CELE:
1. Wymień wszystkie uczucia, które według recenzji filmu Bejbi blues towarzyszyły piszącemu podczas seansu.
2. Przepisz fragment recenzji filmu Bejbi blues od słów „Uczucia, jakie towarzyszyły” aż do „panoszącymi się po sali.”, podmieniając „znudzenie” na „zmęczenie”.
3. Kontynuuj recenzję filmu Bejbi blues od miejsca, w którym się kończy.

TEKST ŹRÓDŁOWY:
------------------------------
|

Bejbi blues (2012)

Bejbi blues
reż. K. Rosłaniec • Polska, 2012

Galerianki były filmem, który oceniałam dobrze, powyżej przeciętnej. Kasię Rosłaniec z kolei już po wersji krótkometrażowej, z 2006 roku, uznawałam za reżyserkę interesującą, znacznie wyróżniającą się na tle wielu innych. Dlatego też z ogromnym zainteresowaniem podeszłam do jej kolejnego dzieła – Bejbi blues.

Uczucia, jakie towarzyszyły mi podczas seansu, to, kolejno: przytłoczenie (nadmiarem barw), zagubienie (kręcenie z ręki nie zawsze wychodzi na dobre filmowi czy oczom widza), rozbawienie (totalną abstrakcyjnością świata przedstawionego), zażenowanie (małolatami non-stop latającymi nago przed kamerą) i znudzenie (przydługimi scenami). A! Była jeszcze irytacja spowodowana ciągłymi westchnieniami, chichotami i głośnymi pytaniami: „co ona tam bełkotała?” panoszącymi się po sali.
------------------------------
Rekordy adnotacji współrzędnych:
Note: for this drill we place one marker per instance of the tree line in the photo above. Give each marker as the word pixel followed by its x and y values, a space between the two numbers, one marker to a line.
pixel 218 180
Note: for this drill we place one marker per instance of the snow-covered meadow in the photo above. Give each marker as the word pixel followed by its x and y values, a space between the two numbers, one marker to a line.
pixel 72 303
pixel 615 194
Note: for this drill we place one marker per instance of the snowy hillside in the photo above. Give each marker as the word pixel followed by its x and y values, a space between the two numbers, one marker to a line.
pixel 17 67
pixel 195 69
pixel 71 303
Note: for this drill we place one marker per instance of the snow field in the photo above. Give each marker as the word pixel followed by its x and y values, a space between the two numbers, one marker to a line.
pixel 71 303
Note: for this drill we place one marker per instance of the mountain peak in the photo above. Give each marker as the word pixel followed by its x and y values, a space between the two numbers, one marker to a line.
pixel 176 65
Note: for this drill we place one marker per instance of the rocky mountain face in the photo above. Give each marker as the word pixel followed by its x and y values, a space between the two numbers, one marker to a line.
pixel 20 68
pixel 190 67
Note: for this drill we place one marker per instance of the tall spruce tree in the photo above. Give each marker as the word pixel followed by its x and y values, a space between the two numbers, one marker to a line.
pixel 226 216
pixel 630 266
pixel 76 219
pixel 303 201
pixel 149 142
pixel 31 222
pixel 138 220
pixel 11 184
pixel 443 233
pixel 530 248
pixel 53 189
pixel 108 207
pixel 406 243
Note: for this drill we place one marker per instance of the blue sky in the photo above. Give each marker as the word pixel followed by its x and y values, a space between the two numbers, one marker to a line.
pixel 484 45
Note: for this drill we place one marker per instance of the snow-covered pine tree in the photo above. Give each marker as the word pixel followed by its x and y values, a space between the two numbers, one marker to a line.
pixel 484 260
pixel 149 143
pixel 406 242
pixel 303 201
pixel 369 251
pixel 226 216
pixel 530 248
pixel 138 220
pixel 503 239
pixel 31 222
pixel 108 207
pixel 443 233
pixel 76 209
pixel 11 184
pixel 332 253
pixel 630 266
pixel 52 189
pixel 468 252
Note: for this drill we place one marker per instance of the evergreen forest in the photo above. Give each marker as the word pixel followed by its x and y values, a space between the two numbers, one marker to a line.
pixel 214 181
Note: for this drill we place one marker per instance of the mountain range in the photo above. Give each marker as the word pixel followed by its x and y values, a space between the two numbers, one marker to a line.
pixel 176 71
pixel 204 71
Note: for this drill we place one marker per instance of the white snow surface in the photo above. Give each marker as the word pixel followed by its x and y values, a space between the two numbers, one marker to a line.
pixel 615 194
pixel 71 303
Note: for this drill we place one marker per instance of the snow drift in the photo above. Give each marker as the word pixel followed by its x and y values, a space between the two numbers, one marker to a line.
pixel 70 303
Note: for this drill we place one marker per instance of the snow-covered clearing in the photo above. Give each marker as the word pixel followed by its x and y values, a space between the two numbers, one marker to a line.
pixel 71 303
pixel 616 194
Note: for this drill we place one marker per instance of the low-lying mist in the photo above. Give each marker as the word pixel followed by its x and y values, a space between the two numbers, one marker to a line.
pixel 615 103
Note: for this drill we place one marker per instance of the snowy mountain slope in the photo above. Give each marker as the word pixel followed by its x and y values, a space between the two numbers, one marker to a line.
------------------------------
ODPOWIEDZI:
1. przytłoczenie, zagubienie, rozbawienie, zażenowanie, znudzenie, irytacja

2.
Uczucia, jakie towarzyszyły mi podczas seansu, to, kolejno: przytłoczenie (nadmiarem barw), zagubienie (kręcenie z ręki nie zawsze wychodzi na dobre filmowi czy oczom widza), rozbawienie (totalną abstrakcyjnością świata przedstawionego), zażenowanie (małolatami non-stop latającymi nago przed kamerą) i zmęczenie (przydługimi scenami). A! Była jeszcze irytacja spowodowana ciągłymi westchnieniami, chichotami i głośnymi pytaniami: „co ona tam bełkotała?” panoszącymi się po sali.

3.
Generalnie mamy do czynienia z dziełem totalnie surrealnym i pozbawionym logiki – bohaterowie są i znikają, szkoła nie istnieje, samotne małolaty stać na odjazdowe ciuchy, amfetaminę, dyskoteki i modne knajpy, do żłobka można oddać malucha niemal z marszu, zamknięte w ciemności dziecko ani nie zakwili, na komisariacie można spokojnie się pociąć, a po zrobieniu krzywdy dzieciakowi bez słowa można uciec ze szpitala. W ogóle te małolaty żyją jak w bajce – własne mieszkanie, kasa spadająca z nieba, bezproblemowe zatrudnienie w ekskluzywnym butiku i dziecko-gadżet, które czasem zapłacze, czasem krzyknie, ale generalnie żyje sobie, jak jedna z maskotek, wciśniętych gdzieś w kąt pokoju.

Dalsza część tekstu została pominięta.